SUPPLIED PASSAGE:
══════

Some moms have preexisting health conditions or chronic illnesses that make them wonder if they are going to be able to breastfeed their babies. For example, some moms have flat or inverted nipples, may have gotten breast implants, or may be living with chronic conditions such as hepatitis or diabetes. What does this mean for breastfeeding? Depending on your health condition, you might reflect if you need to take some extra precautions or adapt your daily routine in order to successfully and safely breastfeed your baby. But in general, most moms should try to breastfeed their babies if at all possible – because the benefits of breastfeeding, for babies and moms alike, are so important.
When Should a Mother Not Breastfeed?
The U.S. Centers for Disease Control (CDC) says that there are some situations when breastfeeding is not advisable but in many cases it is OK. Check out their full list of guidelines for breastfeeding with health conditions for more information. For example, moms who are HIV-positive, who are taking anti-retroviral medications, who have active tuberculosis, or who are going through chemotherapy or radiation therapies, are advised NOT to breastfeed their babies. But aside from those examples and a few other rare conditions, most moms can breastfeed their babies without risking the child’s health. For example, the CDC site says that moms who have Hepatitis B or Hepatitis C are safe to breastfeed their babies, because these infections spread by blood, not by breast milk.

══════

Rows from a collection

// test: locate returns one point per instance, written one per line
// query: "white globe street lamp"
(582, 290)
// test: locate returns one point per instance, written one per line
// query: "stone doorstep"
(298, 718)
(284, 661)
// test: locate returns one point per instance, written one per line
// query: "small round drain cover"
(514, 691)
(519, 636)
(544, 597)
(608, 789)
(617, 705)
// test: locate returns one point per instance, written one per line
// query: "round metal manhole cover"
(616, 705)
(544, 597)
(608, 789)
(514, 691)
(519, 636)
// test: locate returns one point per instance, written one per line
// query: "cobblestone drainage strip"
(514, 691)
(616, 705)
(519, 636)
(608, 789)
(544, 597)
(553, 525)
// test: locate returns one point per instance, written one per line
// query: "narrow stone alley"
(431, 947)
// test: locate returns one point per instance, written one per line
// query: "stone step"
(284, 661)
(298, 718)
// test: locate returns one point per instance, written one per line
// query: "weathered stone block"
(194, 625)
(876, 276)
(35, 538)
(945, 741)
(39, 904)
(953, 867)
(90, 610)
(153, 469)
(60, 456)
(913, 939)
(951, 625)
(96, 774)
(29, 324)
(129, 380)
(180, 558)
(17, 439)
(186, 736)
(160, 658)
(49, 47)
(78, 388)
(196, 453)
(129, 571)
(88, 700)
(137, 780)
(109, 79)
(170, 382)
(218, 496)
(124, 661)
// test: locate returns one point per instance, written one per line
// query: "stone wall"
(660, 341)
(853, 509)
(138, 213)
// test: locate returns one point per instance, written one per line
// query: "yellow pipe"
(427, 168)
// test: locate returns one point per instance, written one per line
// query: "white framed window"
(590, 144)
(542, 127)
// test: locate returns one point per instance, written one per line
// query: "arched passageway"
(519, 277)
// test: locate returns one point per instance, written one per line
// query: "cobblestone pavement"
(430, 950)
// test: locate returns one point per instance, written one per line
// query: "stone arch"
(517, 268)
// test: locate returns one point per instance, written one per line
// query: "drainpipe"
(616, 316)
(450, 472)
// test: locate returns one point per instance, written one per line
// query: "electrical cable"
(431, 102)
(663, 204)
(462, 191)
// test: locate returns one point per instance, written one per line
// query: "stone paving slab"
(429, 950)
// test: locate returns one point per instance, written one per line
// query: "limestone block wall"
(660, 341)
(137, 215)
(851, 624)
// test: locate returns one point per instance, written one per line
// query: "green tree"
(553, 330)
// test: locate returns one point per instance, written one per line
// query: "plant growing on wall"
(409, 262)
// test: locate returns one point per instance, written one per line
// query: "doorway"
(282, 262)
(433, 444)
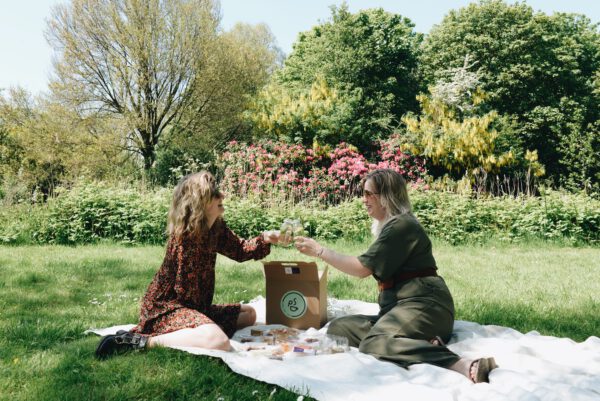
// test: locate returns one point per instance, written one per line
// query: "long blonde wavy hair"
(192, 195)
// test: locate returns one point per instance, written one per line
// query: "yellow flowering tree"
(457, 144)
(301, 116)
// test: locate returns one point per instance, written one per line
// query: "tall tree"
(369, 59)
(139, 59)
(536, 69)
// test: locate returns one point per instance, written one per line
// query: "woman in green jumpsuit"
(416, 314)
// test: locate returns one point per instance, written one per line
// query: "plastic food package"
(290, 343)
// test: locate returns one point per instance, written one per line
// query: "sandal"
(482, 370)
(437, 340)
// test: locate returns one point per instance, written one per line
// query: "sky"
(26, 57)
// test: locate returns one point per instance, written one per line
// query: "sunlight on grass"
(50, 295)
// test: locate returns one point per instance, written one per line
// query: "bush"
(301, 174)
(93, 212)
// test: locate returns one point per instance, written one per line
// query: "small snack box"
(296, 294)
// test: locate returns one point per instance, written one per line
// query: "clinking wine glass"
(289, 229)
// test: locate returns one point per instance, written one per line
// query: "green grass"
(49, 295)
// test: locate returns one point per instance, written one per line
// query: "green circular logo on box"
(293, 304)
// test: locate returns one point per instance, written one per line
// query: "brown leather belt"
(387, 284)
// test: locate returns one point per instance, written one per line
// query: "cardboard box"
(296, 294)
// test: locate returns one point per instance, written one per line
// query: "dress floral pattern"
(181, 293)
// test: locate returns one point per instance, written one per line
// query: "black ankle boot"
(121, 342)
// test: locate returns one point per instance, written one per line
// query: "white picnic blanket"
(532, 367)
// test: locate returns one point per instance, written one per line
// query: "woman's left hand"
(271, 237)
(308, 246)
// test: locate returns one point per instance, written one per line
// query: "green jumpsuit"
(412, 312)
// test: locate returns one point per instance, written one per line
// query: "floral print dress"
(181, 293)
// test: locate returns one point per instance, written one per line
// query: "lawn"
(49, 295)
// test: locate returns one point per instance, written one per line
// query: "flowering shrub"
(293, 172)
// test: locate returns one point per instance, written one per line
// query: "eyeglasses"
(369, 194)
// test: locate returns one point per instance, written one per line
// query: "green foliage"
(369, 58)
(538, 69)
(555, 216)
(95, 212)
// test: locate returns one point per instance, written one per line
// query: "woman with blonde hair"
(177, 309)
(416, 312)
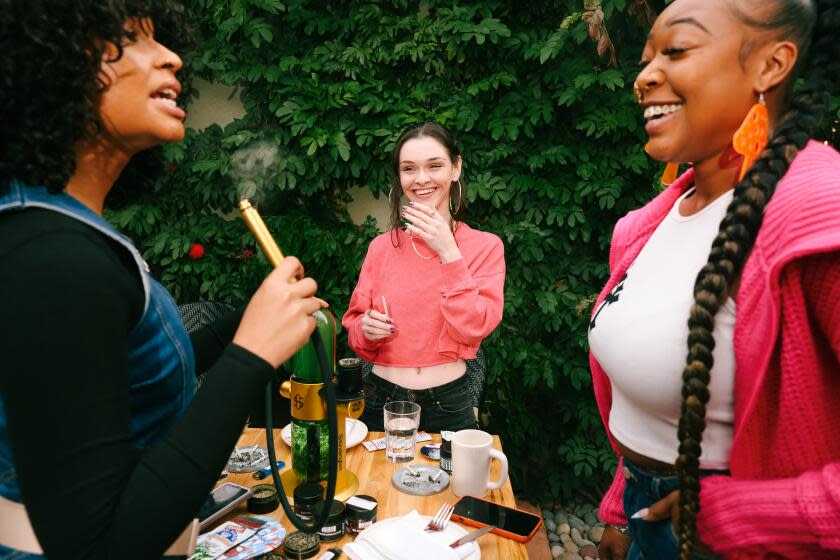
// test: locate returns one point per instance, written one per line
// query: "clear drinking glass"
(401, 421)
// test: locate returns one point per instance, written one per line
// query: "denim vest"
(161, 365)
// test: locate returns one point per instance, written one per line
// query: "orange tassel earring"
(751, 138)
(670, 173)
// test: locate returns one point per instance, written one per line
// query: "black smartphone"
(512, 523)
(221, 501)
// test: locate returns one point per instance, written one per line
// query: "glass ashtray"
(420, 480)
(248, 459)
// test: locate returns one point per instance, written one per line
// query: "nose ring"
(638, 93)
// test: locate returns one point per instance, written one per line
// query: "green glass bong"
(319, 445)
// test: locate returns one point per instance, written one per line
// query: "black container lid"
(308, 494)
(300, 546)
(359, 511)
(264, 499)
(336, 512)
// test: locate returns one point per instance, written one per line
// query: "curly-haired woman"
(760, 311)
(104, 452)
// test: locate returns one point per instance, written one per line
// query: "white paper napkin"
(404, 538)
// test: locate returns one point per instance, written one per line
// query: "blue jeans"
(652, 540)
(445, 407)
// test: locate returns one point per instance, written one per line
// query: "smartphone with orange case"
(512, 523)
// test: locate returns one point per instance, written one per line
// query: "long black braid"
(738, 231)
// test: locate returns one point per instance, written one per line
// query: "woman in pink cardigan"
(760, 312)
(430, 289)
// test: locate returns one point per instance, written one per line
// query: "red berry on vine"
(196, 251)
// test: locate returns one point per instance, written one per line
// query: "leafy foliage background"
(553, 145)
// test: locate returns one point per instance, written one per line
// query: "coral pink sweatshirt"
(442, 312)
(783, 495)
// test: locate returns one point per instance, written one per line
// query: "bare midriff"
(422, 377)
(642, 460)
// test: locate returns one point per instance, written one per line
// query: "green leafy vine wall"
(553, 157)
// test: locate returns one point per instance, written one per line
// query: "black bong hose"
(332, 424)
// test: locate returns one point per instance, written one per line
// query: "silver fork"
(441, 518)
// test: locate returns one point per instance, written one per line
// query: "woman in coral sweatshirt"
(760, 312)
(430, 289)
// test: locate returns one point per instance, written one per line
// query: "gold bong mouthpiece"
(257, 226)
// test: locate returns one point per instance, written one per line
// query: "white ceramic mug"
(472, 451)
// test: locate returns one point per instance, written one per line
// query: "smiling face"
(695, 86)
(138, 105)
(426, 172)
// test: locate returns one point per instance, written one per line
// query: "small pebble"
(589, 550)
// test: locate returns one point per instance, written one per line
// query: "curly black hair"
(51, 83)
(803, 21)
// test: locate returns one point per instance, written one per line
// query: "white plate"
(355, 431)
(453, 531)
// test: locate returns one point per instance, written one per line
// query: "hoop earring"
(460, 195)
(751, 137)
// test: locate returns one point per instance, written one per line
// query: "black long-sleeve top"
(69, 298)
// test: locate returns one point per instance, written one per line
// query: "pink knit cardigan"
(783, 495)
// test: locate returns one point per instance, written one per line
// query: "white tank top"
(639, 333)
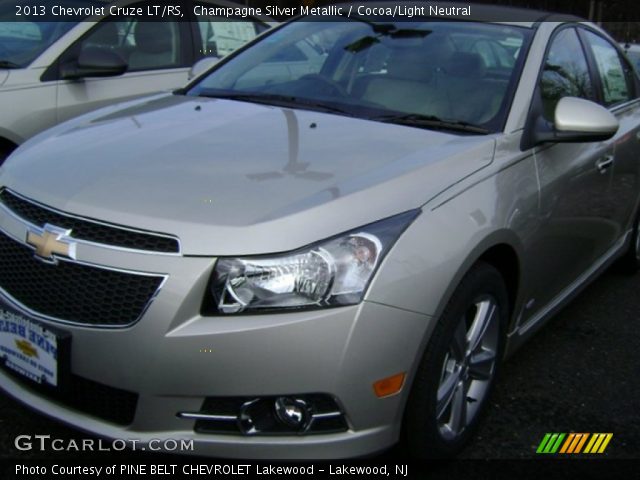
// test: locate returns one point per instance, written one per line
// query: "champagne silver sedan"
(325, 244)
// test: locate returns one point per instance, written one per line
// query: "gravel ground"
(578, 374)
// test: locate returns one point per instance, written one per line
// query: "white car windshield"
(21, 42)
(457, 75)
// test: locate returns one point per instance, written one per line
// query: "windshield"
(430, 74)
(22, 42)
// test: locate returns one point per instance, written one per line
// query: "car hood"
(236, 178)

══════

YOUR TASKS:
1. From the breastfeeding passage, output the words starting with "Some moms have preexisting" and going on through "Mother Not Breastfeed?", copied without any change.
2. According to the breastfeeding passage, why does the CDC say moms with Hepatitis B or Hepatitis C are safe to breastfeed?
These rows have nothing to do with the work you're asked to do.

ANSWERS GIVEN:
1.
Some moms have preexisting health conditions or chronic illnesses that make them wonder if they are going to be able to breastfeed their babies. For example, some moms have flat or inverted nipples, may have gotten breast implants, or may be living with chronic conditions such as hepatitis or diabetes. What does this mean for breastfeeding? Depending on your health condition, you might reflect if you need to take some extra precautions or adapt your daily routine in order to successfully and safely breastfeed your baby. But in general, most moms should try to breastfeed their babies if at all possible – because the benefits of breastfeeding, for babies and moms alike, are so important.
When Should a Mother Not Breastfeed?

2. Because these infections spread by blood, not by breast milk.